[TEXT PASSAGE — start]

A group of Duval County parents and educators are calling out Gov. Ron DeSantis for his comments over the weekend that having kids go back to schools is the right move.
During a press conference, DeSantis said it’s a good idea and children will be better off in school.
He said an achievement gap developed in the spring due to online learning, and that there are huge costs for not providing the availability for in-person schooling.
The parents and educators also wrote a letter to Superintendent Dr. Diana Greene and the school board, urging them to carefully consider the reopening plan and to encourage online learning.
News4Jax reporter Maggie Lorenz was on a Zoom call with a group of five Duval County parents and educators, who sent the letter to the Duval County School Board on behalf of hundreds of other parents and teachers they said they collaborated with.
Their message is ”no in-person school reopening plan is a safe reopening plan.”
“We want to be back in school,” said DCPS teacher Chris Guerrieri
But this group of local teachers, parents, and professors.. said Florida’s spike in positive cases makes in-person learning unsafe.
“When we closed the schools the first time, we were having a few hundred cases state-wide. Yesterday, we had 15,000. So comparing what we did then to what we’re doing now, it really doesn’t make any sense,” said Guerrieri.
“The kids are our priority, but it’s not just going to affect the kids,” said DCPS parent Rolline Sullivan.
DeSantis said this weekend the risk to children contracting COVID-19 is minimal.
The Florida Department of Health reported Friday more than 17,000 kids have tested positive for COVID-19.
“We have 129,000 kids that are going to be walking through the doors of our public schools,” said teacher and parents Stacie Dern. “We don’t know what’s going to happen when we get 130,000 kids in one place.”
Chris Janson, a UNF professor with kids in Duval County schools, said the current reopening plan will exacerbate the disproportionate effects the virus is already having across communities of color.
The letter reads: "When any amount of in-person learning is an option, we will see schools disproportionately fill. Families with means to do so will keep their kids home, and vice versa"
″When the plurality of students in Duval County Public Schools are African-American, when the majority of students, in fact 2/3 of students, are students of color, and we know that infection rates are up to three times as frequent in black communities and the lethality is just at a different scale,” said Janson. “It’s a frightening prospect.”
The state’s order does not give teachers a way to opt out like parents can, and said little about how school districts should protect the teachers and staff who are more vulnerable than children to dying from the virus.

[TEXT PASSAGE — finish]
[DATA SECTION — start]

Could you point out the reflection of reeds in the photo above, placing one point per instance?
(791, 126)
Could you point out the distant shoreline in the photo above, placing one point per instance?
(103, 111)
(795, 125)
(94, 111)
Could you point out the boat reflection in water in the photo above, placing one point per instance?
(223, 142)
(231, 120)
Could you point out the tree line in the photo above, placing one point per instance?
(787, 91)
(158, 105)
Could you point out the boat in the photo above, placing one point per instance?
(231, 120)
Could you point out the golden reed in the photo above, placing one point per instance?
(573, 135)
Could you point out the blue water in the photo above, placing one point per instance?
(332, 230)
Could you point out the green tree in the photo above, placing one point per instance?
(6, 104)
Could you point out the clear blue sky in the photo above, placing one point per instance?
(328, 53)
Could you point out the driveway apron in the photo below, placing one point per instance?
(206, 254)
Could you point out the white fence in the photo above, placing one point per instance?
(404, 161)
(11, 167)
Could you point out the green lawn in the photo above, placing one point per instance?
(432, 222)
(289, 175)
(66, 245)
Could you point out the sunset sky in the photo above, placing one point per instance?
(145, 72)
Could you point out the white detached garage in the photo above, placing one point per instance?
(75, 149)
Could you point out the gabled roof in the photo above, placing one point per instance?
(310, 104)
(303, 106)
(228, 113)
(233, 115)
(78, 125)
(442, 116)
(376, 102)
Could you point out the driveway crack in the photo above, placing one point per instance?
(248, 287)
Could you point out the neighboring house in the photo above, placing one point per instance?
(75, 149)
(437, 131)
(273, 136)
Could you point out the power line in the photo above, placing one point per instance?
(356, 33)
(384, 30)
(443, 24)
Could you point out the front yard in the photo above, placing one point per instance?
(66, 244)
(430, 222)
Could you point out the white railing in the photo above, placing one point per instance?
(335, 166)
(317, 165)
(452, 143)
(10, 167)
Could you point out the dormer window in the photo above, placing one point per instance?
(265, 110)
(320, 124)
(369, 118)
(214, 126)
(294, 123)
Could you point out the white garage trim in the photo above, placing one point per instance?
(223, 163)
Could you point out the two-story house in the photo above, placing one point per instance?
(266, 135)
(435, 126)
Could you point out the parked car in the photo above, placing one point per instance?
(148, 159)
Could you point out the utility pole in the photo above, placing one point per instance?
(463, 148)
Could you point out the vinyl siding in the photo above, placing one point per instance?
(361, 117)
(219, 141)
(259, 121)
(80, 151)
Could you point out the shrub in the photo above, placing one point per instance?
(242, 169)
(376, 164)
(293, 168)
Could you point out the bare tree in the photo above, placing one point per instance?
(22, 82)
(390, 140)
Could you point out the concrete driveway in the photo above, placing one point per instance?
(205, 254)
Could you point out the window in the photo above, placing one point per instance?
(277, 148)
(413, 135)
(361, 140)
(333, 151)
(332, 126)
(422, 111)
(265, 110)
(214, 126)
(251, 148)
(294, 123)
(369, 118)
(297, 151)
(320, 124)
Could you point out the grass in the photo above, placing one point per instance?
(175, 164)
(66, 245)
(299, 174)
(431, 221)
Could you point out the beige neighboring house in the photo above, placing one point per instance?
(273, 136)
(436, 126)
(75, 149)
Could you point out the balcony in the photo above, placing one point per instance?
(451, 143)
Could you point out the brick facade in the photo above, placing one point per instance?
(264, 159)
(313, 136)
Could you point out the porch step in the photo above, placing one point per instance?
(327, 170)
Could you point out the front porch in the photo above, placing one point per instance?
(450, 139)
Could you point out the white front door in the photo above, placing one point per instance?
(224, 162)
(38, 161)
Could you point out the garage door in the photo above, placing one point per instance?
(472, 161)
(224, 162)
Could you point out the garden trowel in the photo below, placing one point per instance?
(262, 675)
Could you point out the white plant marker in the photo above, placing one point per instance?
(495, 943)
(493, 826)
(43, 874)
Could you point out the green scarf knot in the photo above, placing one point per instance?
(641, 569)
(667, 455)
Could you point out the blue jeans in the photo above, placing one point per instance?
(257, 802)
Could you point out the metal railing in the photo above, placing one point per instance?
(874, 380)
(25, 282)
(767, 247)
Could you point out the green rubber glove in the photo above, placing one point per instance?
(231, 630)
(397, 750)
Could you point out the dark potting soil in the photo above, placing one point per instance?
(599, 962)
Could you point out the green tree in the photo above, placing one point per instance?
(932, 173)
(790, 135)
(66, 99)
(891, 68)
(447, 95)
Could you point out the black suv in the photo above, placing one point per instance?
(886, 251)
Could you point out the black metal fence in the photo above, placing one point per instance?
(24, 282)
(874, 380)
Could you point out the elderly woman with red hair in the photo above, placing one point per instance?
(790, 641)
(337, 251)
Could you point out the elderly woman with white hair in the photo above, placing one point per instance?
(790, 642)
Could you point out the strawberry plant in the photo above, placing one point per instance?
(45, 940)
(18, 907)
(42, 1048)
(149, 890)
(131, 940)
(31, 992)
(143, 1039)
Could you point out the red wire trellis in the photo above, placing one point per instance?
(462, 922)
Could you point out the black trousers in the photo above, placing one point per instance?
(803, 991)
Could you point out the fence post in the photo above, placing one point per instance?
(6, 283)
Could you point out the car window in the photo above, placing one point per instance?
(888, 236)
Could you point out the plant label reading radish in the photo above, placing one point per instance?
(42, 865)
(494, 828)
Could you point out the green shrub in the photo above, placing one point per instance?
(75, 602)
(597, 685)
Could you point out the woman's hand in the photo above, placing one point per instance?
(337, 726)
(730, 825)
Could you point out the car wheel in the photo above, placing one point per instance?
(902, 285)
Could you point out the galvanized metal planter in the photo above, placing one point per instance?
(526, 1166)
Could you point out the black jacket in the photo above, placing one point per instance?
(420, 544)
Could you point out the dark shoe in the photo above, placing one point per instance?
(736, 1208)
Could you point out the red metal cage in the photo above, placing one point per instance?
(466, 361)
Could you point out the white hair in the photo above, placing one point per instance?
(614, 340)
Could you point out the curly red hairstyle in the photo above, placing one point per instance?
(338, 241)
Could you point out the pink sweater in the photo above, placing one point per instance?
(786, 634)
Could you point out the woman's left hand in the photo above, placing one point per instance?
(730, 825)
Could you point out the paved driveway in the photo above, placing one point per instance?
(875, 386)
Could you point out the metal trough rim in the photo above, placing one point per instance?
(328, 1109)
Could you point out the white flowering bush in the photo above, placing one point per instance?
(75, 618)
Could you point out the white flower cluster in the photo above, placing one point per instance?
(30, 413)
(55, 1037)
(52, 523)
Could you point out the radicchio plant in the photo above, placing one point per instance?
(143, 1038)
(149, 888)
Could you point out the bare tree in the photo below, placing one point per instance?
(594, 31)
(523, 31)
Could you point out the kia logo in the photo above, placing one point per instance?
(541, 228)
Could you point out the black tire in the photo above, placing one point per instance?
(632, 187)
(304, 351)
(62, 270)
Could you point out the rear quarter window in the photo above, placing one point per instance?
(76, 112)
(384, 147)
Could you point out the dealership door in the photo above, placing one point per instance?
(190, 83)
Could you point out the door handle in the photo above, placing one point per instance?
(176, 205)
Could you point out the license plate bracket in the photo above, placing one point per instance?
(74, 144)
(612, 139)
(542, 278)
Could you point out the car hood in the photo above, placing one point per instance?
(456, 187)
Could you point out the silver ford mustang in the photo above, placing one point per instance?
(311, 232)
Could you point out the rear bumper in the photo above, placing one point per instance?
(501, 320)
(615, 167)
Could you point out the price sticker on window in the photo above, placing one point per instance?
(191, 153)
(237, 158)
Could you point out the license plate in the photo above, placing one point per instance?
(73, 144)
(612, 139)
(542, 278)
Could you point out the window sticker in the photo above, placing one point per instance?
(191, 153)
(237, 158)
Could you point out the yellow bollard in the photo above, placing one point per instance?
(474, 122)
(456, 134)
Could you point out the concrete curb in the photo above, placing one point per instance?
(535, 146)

[DATA SECTION — finish]

▶ _THE PROBLEM_: In the news story about reopening Duval County schools, list every person who is quoted directly by name in quotation marks.

▶ _EXERCISE ANSWER_: Chris Guerrieri, Rolline Sullivan, Stacie Dern, Chris Janson